▶ [Your goal] Copy out, word for word, the lines of the records below from the one containing "driftwood on this photo." through the one containing "<point>1012,423</point>", keeping both of those lines.

▶ [Extracted entries]
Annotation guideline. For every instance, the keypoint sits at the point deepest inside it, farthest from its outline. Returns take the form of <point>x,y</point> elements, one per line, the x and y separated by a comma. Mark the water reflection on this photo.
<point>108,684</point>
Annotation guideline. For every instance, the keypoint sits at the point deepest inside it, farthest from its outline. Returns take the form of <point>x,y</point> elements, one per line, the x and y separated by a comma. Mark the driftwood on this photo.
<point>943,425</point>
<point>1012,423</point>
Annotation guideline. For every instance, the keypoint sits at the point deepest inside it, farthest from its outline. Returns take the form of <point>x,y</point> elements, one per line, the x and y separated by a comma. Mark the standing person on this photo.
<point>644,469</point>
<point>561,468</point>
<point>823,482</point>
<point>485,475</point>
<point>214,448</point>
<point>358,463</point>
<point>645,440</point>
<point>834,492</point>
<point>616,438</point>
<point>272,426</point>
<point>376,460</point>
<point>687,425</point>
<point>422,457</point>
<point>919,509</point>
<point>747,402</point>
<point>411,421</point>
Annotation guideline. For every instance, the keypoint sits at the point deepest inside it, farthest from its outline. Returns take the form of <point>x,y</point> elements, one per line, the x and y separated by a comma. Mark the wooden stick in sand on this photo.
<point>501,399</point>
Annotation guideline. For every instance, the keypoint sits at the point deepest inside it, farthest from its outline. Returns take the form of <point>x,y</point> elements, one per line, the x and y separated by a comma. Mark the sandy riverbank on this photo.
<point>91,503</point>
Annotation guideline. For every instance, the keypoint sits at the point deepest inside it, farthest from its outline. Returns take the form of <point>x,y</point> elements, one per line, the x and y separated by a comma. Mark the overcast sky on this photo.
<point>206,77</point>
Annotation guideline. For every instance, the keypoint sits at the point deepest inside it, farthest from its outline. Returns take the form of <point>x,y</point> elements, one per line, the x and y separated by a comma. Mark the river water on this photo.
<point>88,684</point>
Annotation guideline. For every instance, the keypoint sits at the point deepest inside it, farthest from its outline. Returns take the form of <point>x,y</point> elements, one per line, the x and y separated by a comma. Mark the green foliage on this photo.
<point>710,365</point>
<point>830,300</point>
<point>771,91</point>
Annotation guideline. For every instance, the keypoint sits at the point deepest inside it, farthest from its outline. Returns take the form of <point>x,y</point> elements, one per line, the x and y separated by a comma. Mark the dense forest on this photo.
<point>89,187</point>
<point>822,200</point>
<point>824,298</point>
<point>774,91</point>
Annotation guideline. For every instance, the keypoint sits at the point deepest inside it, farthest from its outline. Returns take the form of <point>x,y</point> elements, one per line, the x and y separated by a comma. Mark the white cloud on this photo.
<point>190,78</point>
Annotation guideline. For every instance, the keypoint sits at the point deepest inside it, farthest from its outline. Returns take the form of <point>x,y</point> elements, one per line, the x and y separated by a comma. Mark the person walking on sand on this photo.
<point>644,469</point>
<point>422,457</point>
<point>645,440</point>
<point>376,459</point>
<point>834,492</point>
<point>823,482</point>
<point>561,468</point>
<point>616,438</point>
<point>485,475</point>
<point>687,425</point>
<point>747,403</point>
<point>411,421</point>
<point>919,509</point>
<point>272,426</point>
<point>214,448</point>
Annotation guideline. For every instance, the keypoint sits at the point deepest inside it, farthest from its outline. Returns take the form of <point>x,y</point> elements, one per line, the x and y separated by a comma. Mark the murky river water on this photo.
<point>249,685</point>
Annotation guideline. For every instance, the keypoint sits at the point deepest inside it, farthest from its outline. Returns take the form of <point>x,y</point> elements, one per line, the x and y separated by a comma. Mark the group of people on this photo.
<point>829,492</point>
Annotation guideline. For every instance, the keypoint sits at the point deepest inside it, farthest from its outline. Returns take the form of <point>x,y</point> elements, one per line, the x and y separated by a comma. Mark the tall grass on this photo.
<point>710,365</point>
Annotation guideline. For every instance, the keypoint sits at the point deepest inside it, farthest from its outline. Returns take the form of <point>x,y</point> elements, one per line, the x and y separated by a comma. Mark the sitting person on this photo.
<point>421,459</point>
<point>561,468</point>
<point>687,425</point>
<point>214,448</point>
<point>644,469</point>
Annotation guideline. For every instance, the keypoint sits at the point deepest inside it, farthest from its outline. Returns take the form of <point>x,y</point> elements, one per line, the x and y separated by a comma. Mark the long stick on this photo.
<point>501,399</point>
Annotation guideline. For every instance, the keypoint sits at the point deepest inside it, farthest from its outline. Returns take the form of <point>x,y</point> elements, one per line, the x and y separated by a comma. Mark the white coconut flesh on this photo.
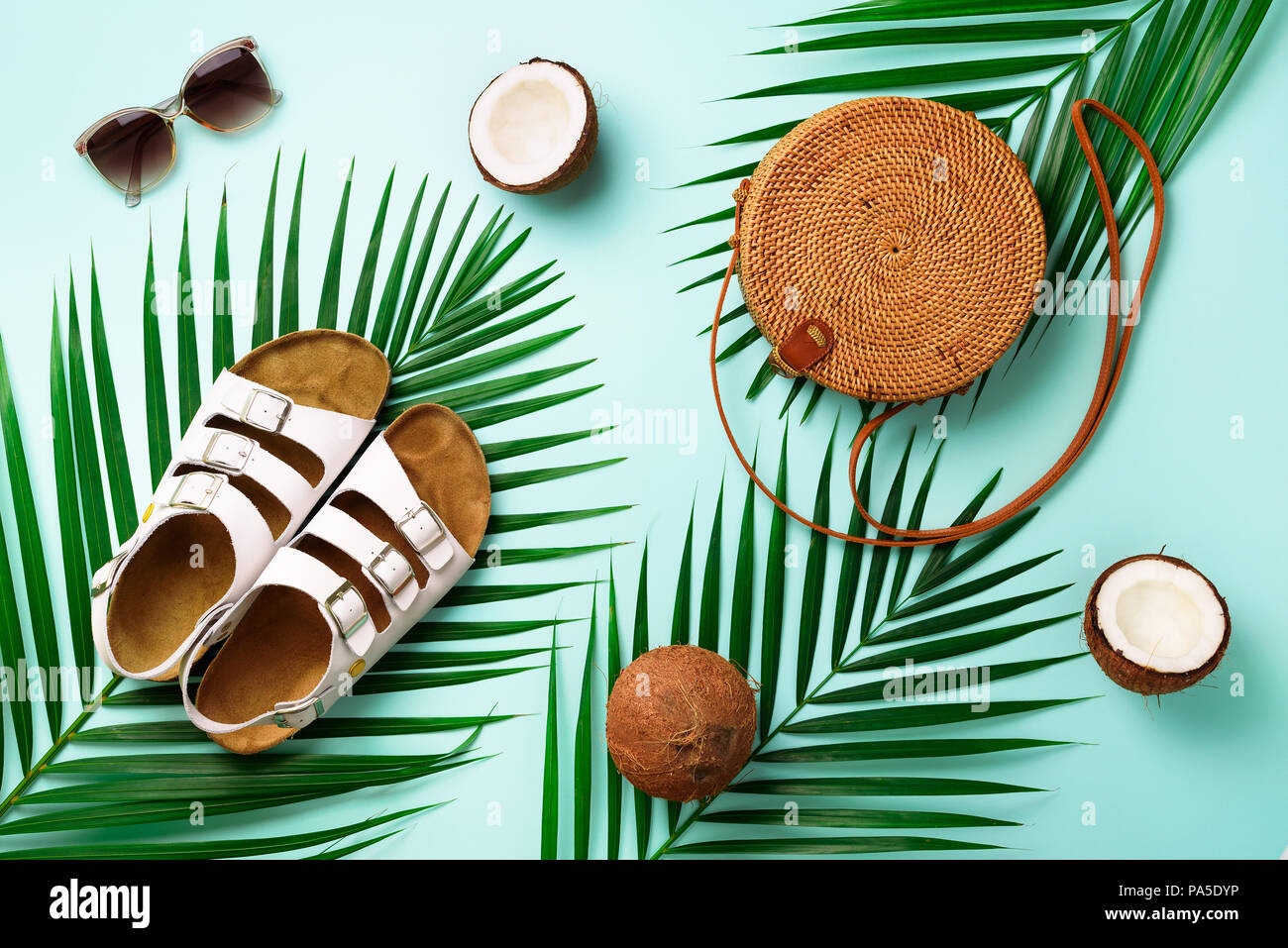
<point>1160,616</point>
<point>527,123</point>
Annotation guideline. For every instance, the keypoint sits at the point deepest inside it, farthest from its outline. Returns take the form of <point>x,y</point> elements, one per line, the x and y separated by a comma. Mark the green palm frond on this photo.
<point>931,607</point>
<point>1162,65</point>
<point>451,338</point>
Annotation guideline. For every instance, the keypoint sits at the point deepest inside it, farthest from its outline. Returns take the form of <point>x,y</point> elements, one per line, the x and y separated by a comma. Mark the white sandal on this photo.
<point>270,437</point>
<point>400,530</point>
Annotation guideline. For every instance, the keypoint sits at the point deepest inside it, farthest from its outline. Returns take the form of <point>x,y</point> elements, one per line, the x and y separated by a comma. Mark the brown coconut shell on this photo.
<point>579,158</point>
<point>1126,673</point>
<point>681,723</point>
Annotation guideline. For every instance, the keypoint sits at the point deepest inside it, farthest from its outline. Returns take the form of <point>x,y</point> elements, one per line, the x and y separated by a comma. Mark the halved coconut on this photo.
<point>1155,623</point>
<point>533,128</point>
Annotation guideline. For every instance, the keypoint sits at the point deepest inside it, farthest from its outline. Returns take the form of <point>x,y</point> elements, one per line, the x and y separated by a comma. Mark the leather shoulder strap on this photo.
<point>1111,363</point>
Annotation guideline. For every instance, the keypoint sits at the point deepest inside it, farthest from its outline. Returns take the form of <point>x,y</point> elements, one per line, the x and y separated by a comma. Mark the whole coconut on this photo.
<point>681,723</point>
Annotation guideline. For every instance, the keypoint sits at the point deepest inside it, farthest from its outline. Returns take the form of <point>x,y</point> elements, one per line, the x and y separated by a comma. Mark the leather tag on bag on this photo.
<point>803,347</point>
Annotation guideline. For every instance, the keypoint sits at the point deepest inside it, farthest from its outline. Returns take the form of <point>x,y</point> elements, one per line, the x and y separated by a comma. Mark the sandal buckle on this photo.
<point>196,489</point>
<point>266,410</point>
<point>228,450</point>
<point>347,608</point>
<point>387,566</point>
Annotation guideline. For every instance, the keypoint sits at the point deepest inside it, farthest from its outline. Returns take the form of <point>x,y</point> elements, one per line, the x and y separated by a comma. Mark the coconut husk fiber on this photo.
<point>681,723</point>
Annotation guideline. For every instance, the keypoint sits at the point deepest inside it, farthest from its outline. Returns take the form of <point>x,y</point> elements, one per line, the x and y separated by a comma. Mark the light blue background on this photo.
<point>1203,776</point>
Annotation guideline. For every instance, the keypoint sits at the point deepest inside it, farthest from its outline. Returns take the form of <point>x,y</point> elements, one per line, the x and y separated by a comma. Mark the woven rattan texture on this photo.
<point>910,228</point>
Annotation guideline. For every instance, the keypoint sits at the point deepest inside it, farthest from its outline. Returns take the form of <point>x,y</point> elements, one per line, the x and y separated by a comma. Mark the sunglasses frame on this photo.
<point>172,108</point>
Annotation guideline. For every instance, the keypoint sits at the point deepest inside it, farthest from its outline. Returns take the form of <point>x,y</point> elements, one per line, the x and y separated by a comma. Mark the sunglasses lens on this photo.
<point>133,150</point>
<point>228,90</point>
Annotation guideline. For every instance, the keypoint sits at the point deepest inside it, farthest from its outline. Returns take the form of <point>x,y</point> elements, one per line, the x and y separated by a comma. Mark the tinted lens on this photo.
<point>133,151</point>
<point>228,90</point>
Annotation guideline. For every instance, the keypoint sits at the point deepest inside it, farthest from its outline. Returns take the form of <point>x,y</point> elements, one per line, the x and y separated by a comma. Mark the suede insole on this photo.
<point>183,569</point>
<point>446,466</point>
<point>160,596</point>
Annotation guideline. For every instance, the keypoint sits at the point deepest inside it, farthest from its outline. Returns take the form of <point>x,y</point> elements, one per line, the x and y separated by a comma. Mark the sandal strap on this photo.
<point>239,455</point>
<point>340,605</point>
<point>184,494</point>
<point>381,562</point>
<point>378,476</point>
<point>331,436</point>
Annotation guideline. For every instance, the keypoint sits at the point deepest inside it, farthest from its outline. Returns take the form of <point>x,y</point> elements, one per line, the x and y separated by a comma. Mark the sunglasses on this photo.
<point>226,90</point>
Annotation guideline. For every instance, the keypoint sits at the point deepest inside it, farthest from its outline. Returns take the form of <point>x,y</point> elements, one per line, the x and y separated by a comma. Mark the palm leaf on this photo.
<point>142,792</point>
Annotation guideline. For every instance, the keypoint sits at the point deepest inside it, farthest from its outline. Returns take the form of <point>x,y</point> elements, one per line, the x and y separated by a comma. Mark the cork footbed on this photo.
<point>187,565</point>
<point>281,648</point>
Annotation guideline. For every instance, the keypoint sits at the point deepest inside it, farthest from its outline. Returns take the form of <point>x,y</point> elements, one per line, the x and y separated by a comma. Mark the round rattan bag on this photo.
<point>890,249</point>
<point>909,230</point>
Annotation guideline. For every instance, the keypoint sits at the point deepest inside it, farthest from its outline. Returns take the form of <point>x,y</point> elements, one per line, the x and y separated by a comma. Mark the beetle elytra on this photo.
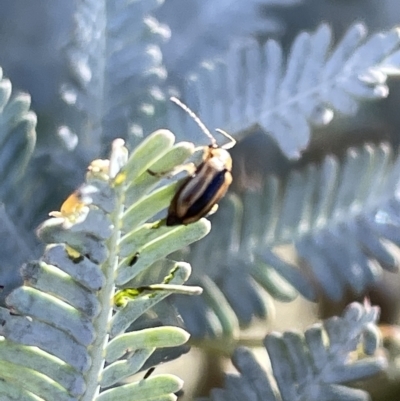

▶ [Written solution]
Annotation guideline. For every instance, the keypoint sits at the point deepest inside it, farthest from its outline. Returns take the form of <point>x,y</point> elements, one per line, the x and y separated by a comma. Mark the driftwood on this photo.
<point>943,425</point>
<point>1012,423</point>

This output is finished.